* _SELECTION_
## Start

I mentioned the event loop earlier. You need some special set-up code to get into asynchronous mode, creating an event loop that schedules and manages coroutines as you have coded them to run as cooperating tasks. asyncio coroutines are also called tasks, which keeps things simple. When a coroutine uses await to turn over control to another coroutine, it's actually handing control back to the event loop. The event loop is like the well-trained brain of the server.

Here is code for running the restaurant serve coroutines we've defined so far.

#Create coroutines for three tables
gathered_coroutines = asyncio.gather(
    serve_table(1),
    serve_table(2),
    serve_table(3)
)

#asyncio uses event loops to manage its operation
loop = asyncio.get_event_loop()
#This is the entry from synchronous to asynchronous code. It will block
#Until the coroutine passed in has completed
loop.run_until_complete(gathered_coroutines)
#We're done with the event loop
loop.close()

The special coroutine asyncio.gather takes one or more other coroutines and schedules them all to run, and only completes after all the gathered coroutines have completed. It's used here to run the coroutines for three tables in the event loop, which is first obtained using asyncio.get_event_loop. The next line runs the given coroutine until it completes. Because it's passed a gathered set of three coroutines, it ends up running until all three of those are complete. Of course, each serve_table coroutine invokes additional coroutines, such as get_menus and get_order, invoked using await and then scheduled by the event loop.

## End

* _JOBS_
**A)** Rewrite the asyncio event loop passage from "I mentioned the" through "loop = asyncio.get_event_loop()", changing "restaurant" to "diner".
**B)** Continue the passage on the asyncio event loop from its last sentence.

* _DATA LISTING_
## Start

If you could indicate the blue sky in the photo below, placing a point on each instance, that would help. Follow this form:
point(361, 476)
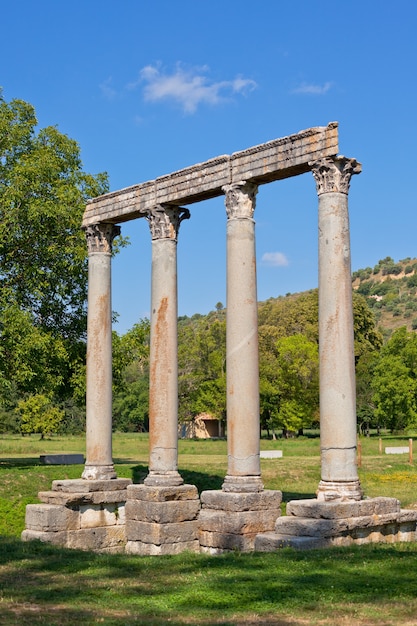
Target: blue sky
point(149, 87)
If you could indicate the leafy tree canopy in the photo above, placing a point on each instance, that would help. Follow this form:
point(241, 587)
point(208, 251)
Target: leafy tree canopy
point(43, 191)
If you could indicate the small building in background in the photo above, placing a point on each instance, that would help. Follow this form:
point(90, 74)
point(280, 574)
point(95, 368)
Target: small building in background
point(203, 426)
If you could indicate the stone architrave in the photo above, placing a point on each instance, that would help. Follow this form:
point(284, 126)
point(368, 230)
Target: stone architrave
point(99, 462)
point(339, 475)
point(242, 354)
point(164, 222)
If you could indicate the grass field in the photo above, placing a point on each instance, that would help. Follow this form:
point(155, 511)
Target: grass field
point(363, 585)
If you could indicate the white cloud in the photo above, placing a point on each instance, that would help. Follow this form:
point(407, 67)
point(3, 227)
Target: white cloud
point(189, 88)
point(312, 89)
point(274, 259)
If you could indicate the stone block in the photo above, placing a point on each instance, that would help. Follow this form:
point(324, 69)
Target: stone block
point(57, 538)
point(310, 527)
point(79, 485)
point(269, 542)
point(239, 502)
point(162, 494)
point(61, 459)
point(96, 515)
point(162, 512)
point(110, 538)
point(51, 518)
point(407, 515)
point(238, 523)
point(271, 454)
point(148, 532)
point(219, 542)
point(337, 510)
point(121, 514)
point(149, 549)
point(72, 500)
point(397, 450)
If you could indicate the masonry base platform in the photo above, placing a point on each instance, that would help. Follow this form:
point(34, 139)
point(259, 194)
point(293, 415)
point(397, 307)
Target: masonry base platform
point(231, 521)
point(316, 524)
point(81, 514)
point(162, 520)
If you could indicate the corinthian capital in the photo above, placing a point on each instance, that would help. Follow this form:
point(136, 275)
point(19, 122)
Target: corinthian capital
point(100, 237)
point(334, 174)
point(164, 221)
point(240, 199)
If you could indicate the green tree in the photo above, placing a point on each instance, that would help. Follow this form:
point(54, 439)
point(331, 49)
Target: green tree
point(131, 378)
point(38, 414)
point(395, 381)
point(298, 382)
point(43, 256)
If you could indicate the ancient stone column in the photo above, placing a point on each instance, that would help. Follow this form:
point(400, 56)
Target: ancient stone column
point(99, 462)
point(242, 358)
point(164, 222)
point(339, 476)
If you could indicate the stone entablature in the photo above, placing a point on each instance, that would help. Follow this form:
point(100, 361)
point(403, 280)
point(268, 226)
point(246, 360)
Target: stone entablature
point(267, 162)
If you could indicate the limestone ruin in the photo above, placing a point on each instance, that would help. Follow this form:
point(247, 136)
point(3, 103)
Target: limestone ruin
point(164, 516)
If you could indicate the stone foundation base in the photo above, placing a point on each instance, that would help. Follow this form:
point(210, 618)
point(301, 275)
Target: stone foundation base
point(317, 524)
point(230, 521)
point(161, 519)
point(81, 514)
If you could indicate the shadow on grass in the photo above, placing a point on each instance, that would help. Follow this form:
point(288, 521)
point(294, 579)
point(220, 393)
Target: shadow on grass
point(48, 585)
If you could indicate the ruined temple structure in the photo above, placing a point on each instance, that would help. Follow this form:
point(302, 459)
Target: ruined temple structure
point(163, 515)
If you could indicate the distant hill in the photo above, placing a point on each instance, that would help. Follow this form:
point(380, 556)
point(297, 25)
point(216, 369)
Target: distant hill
point(391, 291)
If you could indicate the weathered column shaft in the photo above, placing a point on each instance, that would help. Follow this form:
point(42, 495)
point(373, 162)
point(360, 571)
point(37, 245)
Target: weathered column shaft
point(99, 462)
point(163, 383)
point(339, 475)
point(242, 356)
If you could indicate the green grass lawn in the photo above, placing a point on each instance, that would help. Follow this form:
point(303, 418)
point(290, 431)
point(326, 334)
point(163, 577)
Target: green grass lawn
point(362, 585)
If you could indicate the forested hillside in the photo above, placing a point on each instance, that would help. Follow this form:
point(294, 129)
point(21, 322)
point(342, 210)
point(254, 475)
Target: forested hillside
point(390, 290)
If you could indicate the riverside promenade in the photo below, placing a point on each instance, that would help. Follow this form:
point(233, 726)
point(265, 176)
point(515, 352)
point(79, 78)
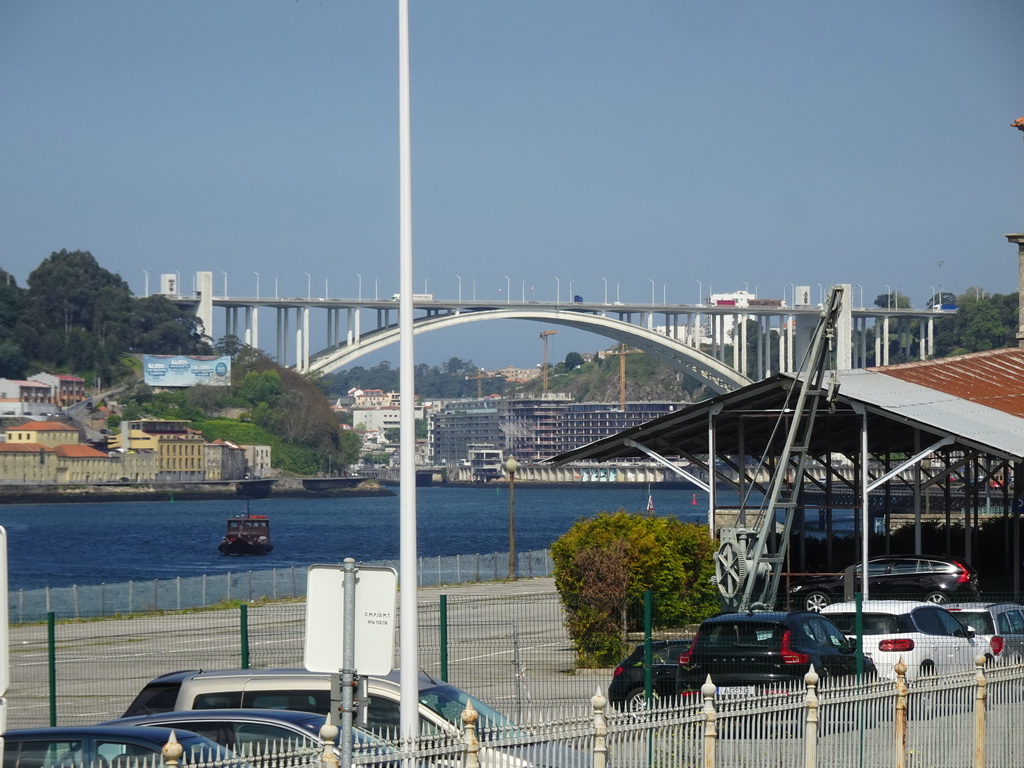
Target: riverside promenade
point(508, 645)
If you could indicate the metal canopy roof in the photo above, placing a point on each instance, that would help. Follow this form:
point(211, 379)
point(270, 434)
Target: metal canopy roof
point(898, 411)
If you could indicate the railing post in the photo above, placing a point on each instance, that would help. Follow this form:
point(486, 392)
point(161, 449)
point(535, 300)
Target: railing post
point(51, 665)
point(172, 752)
point(600, 730)
point(980, 700)
point(811, 732)
point(711, 723)
point(329, 735)
point(442, 631)
point(901, 692)
point(244, 634)
point(469, 717)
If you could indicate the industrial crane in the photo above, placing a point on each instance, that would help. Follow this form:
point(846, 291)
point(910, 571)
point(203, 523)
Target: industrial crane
point(747, 572)
point(623, 351)
point(544, 369)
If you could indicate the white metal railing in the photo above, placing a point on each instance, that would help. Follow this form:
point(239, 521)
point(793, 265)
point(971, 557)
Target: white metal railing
point(968, 720)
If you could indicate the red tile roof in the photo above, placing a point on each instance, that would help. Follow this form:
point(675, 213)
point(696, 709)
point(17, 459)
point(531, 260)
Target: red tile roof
point(80, 452)
point(44, 426)
point(993, 378)
point(23, 448)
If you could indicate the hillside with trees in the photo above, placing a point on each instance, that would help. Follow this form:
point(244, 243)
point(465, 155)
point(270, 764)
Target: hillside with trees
point(75, 316)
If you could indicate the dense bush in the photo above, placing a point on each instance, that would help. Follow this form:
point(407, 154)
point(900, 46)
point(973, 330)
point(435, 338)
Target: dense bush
point(604, 564)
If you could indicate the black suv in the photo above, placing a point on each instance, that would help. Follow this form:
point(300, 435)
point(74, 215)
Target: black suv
point(766, 650)
point(934, 579)
point(627, 688)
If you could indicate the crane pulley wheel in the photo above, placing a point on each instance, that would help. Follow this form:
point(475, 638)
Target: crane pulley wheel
point(730, 567)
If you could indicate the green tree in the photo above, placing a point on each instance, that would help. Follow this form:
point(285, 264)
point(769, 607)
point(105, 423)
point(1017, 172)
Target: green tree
point(894, 300)
point(604, 564)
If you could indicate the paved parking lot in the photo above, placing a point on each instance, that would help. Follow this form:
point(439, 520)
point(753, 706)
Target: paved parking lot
point(519, 662)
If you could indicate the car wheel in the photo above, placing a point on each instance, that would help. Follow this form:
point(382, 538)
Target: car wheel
point(816, 601)
point(636, 700)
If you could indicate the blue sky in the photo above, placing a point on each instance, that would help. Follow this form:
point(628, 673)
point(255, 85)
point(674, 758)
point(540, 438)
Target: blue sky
point(726, 142)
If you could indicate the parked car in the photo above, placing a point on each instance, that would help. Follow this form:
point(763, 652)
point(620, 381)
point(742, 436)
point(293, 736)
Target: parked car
point(244, 730)
point(112, 745)
point(998, 629)
point(766, 650)
point(928, 638)
point(440, 708)
point(934, 579)
point(627, 689)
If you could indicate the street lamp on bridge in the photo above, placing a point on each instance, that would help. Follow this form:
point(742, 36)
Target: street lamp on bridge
point(511, 465)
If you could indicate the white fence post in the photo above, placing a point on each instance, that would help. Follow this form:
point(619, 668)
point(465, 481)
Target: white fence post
point(469, 716)
point(811, 731)
point(711, 726)
point(600, 730)
point(901, 692)
point(980, 700)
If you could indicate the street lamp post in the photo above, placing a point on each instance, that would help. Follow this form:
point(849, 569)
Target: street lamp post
point(511, 465)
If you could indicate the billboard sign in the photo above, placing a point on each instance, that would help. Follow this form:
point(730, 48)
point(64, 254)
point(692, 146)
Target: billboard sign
point(184, 371)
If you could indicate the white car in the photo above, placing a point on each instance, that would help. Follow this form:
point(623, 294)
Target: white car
point(928, 638)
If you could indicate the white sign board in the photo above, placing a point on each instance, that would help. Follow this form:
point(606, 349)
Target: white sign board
point(376, 613)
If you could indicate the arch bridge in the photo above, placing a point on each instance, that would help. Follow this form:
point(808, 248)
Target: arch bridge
point(694, 338)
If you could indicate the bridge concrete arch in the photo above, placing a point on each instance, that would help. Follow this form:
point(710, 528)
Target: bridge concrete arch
point(716, 375)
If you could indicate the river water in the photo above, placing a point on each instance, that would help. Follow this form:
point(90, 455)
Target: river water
point(57, 545)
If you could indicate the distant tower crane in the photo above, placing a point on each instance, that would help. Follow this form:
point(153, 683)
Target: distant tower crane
point(623, 351)
point(544, 368)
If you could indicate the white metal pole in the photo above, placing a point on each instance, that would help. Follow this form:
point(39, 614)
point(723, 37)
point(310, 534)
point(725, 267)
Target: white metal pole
point(409, 640)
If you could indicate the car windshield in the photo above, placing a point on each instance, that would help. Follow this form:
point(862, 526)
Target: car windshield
point(871, 624)
point(980, 620)
point(738, 634)
point(450, 702)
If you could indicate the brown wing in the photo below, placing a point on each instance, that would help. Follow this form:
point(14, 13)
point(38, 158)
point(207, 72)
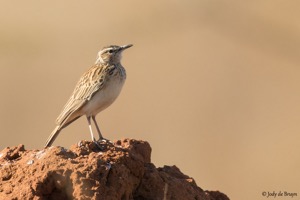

## End

* _RESULTS BY TASK_
**A)**
I mentioned the event loop earlier. You need some special set-up code to get into asynchronous mode, creating an event loop that schedules and manages coroutines as you have coded them to run as cooperating tasks. asyncio coroutines are also called tasks, which keeps things simple. When a coroutine uses await to turn over control to another coroutine, it's actually handing control back to the event loop. The event loop is like the well-trained brain of the server.

Here is code for running the diner serve coroutines we've defined so far.

#Create coroutines for three tables
gathered_coroutines = asyncio.gather(
    serve_table(1),
    serve_table(2),
    serve_table(3)
)

#asyncio uses event loops to manage its operation
loop = asyncio.get_event_loop()

**B)**
The full program

Listing 1. serve_tables.py is the entire program
import random
import asyncio

async def get_menus():
    delay_minutes = random.randrange(3) #0 to 3 minutes
    await asyncio.sleep(delay_minutes) #Pretend a second is a minute

async def get_order():
    delay_minutes = random.randrange(10)
    await asyncio.sleep(delay_minutes)
    order = random.choice(['Special of the day', 'Fish & Chips', 'Pasta'])
    return order

async def prepare_order(order):
    delay_minutes = random.randrange(10, 20) #10 to 20 minutes
    await asyncio.sleep(delay_minutes)
    print('   [Order ready from kitchen: ', order, ']')

async def eat():
    delay_minutes = random.randrange(20, 40)
    await asyncio.sleep(delay_minutes)

async def get_payment():
    delay_minutes = random.randrange(10)
    await asyncio.sleep(delay_minutes)

async def serve_table(table_number):
    await get_menus()
    print('Welcome. Please sit at table', table_number, 'Here are your menus')
    order = await get_order()
    print('Table', table_number, 'what will you be having today?')
    await prepare_order(order)
    print('Table', table_number, 'here is your meal:', order)
    await eat()
    print('Table', table_number, 'here is your check')
    await get_payment()
    print('Thanks for visiting us! (table', table_number, ')')

#Create coroutines for three tables
gathered_coroutines = asyncio.gather(
    serve_table(1),
    serve_table(2),
    serve_table(3)
)

#asyncio uses event loops to manage its operation
loop = asyncio.get_event_loop()
#This is the entry from synchronous to asynchronous code. It will block
#Until the coroutine passed in has completed
loop.run_until_complete(gathered_coroutines)
#We're done with the event loop
loop.close()

Here is an example of output from running this program.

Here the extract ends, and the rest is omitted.